━━ Sección de texto
La felicidad argenta.

Hace varios años trataba de convencerme de muchísimas cosas que veía en comportamientos de la gente, opiniones en Facebook, debates en algún noticiero, hasta moralejas espiritualistas de libros de Coelho. A mis 13 años no se me hubiese pasado por la cabeza entender algo serio de la vida en sí, de la transición de ánimos por las cuales transita un ser humano mientras crece, de accidentes de todo tipo, de buenas y malas fortunas. Hoy día, siendo un 2% más maduro de lo que era antes (sólo para ser modesto), me gusta poder decir que la vida no es como se nos dibuja en nuestra plena juventud.

El ser humano crece y madura respecto de la sociedad en la que cual se formó. Para muchos ahí está la base de la decadencia humana como ser productivo para el medio ambiente y todas esas teorías anti populistas que uno siempre quiere introducir en su convencimiento. Para mí es diferente; el ser humano crece según las modificaciones de las costumbres y los principios que una sociedad tiene, a causa de otra sociedad subversiva, carroñera y engreída. Lo peor de todo esto, es que aplica a políticas, principios de una familia, valores de compañeros, impulsos instintivos, etcétera.
━━━━
━━ Entradas dadas
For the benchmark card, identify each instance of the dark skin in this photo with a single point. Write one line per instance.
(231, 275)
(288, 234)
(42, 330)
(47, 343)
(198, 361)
━━━━
> [Ejercicios propuestos]
1) Devuelva cada línea de las entradas que contenga la cadena "with". Se distinguen mayúsculas y minúsculas.
2) Escriba la continuación del texto sobre la felicidad argenta a partir de su última oración.

> [Respuestas por tarea]
1)
For the benchmark card, identify each instance of the dark skin in this photo with a single point. Write one line per instance.

2)
Pero si llevamos esto al concepto de felicidad, entran otros factores que parecen ser los causantes de que un ser humano sea egoísta por naturaleza, que busque persuadir a otros seres humanos para concretar su fin. Por ejemplo:

En mis primeros años de vida, mi felicidad estaba en que mi mamá vuelva de trabajar, que mi abuela me cocine bocaditos de espinaca y que en la merienda me toque una dosis de Ades de naranja bien frío en una significante taza roja para después exhalar lentamente y lamerme el bigotito.
Ya un poco más grande, mi felicidad estaba en que mi vieja me despierte a las 4:15 p. m. para ver Samurai Jack y que, de yapa, me quede mi capítulo diario de Dragon Ball. Estaba en una tarta rebosante de queso. Estaba en cursar la primaria.
Ahora, mi felicidad está en querer estar solo o con las personas que yo seleccione, salir cada fin de semana con amigos, bajarse un par de birras y volver a dormir para empezar un nuevo día con más por vivir.

Pobres. Pobres sean la mayoría de los chicos que nacieron en los 2000. Se habrán perdido de muchísimas cosas. Se habrán perdido de los naranjú a 10¢, de los álbumes de figuritas sin llenar que quedarán en el olvido, del intercambio de cartas de animé, del Topo Gigio, del humor de Jorge Guinzburg, de Soda Stereo, de la canción de Italia '90, de jugar al metegol en el kiosko de a la vuelta de tu casa, de tomar mate en un balcón a la una de la matina, se habrán perdido de haber ido a comprar un "sachet" de leche, una Coca de 600ml., cinco Flynn Paff de uva y un sobre de cartas de YuGiOh al chino de acá a 4 cuadras con tan solo $40 pesos y con cambio.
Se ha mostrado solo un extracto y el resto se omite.